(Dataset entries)
+ + + +

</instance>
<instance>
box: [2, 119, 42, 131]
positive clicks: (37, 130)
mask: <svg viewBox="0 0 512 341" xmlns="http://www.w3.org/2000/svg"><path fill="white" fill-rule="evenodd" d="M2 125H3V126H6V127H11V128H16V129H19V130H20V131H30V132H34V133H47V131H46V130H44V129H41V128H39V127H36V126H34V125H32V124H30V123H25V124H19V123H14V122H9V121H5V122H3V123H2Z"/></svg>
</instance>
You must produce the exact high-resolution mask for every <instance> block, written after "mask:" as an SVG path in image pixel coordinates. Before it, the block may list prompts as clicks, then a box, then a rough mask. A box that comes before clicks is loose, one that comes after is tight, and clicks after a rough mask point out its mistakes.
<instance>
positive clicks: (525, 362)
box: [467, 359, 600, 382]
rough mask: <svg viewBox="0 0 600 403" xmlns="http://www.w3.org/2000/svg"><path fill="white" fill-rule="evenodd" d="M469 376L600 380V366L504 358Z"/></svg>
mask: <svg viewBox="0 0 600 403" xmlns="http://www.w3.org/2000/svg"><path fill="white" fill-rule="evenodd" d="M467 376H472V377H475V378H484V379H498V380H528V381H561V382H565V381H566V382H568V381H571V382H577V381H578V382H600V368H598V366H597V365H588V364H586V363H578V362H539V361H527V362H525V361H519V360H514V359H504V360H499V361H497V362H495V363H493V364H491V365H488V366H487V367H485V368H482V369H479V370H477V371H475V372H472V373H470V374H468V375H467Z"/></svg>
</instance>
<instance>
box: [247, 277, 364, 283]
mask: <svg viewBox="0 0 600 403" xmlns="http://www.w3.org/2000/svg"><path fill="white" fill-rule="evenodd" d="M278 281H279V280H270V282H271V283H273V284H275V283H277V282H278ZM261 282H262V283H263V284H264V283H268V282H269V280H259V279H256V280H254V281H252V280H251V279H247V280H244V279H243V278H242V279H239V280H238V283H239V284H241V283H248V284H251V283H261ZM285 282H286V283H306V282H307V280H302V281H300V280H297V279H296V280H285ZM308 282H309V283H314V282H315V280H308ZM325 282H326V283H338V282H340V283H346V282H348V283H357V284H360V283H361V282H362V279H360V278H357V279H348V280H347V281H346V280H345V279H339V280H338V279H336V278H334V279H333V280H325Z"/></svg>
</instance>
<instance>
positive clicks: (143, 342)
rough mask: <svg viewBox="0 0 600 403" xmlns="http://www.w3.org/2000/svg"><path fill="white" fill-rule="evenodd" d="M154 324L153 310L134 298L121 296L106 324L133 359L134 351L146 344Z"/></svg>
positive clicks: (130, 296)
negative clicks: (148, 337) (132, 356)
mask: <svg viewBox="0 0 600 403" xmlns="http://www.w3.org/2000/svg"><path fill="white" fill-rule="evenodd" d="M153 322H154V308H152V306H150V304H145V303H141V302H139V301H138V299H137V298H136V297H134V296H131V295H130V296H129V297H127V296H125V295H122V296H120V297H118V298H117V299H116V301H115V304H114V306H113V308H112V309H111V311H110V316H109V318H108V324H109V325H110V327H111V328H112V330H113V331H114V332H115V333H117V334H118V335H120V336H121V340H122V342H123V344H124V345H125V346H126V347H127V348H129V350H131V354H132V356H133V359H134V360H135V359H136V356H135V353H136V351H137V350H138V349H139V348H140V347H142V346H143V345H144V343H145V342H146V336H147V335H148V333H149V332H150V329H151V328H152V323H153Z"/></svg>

+ + + +

#### [AIM OF THE TASK]
Beginning at the line with "positive clicks: (143, 342)" and ending at the line with "positive clicks: (130, 296)", reproduce each line of the data above exactly, and add no other lines.

#### [SOLUTION TO THIS EXERCISE]
positive clicks: (143, 342)
rough mask: <svg viewBox="0 0 600 403" xmlns="http://www.w3.org/2000/svg"><path fill="white" fill-rule="evenodd" d="M154 324L153 310L134 298L121 296L106 324L133 359L134 351L146 344Z"/></svg>
positive clicks: (130, 296)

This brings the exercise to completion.